Required work. Return every line of the data below that contains the word "tree".

Task data.

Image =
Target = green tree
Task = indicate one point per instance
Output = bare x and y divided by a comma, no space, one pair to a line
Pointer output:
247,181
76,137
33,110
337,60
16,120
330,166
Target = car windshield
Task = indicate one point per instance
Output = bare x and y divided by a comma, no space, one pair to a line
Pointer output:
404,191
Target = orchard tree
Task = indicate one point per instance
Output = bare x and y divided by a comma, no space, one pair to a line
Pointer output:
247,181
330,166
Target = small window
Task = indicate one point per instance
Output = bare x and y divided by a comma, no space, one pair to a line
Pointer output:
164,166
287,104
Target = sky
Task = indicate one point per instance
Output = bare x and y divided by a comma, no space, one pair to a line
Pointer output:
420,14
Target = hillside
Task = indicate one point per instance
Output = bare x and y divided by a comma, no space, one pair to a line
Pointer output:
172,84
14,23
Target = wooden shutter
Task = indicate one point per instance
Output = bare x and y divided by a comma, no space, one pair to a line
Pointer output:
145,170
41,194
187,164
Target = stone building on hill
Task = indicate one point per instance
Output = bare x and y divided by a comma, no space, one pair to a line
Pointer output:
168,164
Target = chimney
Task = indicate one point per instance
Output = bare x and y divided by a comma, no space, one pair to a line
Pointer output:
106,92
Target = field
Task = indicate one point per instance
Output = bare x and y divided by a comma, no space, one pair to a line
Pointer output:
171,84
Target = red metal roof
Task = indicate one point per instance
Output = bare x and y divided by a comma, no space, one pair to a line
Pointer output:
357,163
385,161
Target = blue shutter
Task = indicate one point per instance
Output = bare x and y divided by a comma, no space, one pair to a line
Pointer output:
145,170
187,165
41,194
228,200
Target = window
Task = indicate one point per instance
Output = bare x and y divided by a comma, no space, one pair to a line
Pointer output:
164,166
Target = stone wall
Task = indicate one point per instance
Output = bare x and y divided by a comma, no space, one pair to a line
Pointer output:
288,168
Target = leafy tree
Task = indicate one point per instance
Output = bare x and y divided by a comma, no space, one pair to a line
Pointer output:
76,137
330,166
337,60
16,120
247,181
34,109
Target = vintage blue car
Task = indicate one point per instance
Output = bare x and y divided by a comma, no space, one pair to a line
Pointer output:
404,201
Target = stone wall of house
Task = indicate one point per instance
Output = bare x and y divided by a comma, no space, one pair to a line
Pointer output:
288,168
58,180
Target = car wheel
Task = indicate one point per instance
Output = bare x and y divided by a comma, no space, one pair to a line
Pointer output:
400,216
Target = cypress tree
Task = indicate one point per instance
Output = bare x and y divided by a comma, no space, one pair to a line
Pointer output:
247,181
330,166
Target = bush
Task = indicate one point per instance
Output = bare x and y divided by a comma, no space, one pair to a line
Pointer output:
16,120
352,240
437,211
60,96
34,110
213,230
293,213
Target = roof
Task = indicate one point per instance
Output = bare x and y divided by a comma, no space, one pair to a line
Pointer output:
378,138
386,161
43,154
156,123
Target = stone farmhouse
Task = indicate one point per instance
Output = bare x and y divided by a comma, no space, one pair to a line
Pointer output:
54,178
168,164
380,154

==

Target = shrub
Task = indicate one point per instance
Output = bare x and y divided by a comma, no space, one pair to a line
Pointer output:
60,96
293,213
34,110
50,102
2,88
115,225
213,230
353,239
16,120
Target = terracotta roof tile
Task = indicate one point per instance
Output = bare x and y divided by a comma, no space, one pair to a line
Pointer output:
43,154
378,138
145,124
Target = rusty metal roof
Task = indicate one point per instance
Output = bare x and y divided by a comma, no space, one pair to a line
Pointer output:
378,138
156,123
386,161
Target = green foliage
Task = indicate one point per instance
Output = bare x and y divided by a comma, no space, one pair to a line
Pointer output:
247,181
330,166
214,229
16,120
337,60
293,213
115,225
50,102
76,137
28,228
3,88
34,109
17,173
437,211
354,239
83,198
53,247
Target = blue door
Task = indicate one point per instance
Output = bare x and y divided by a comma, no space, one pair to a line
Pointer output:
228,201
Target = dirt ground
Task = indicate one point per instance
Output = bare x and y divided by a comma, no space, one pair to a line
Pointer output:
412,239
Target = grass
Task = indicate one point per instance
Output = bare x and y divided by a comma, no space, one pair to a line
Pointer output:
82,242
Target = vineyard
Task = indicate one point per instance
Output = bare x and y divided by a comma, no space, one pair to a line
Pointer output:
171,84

---

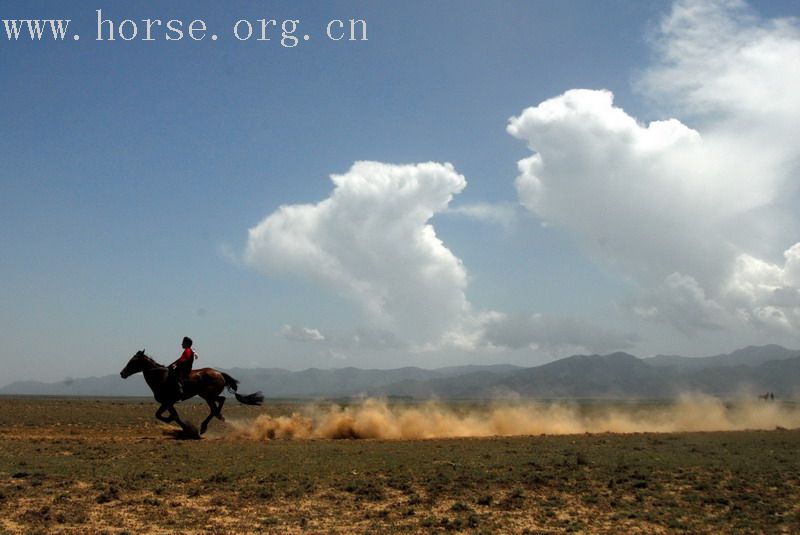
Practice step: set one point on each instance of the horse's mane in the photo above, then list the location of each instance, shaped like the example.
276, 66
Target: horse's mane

Solution for this problem.
Target = green tree
Target = orchard tree
Target = leafy tree
Target = cypress tree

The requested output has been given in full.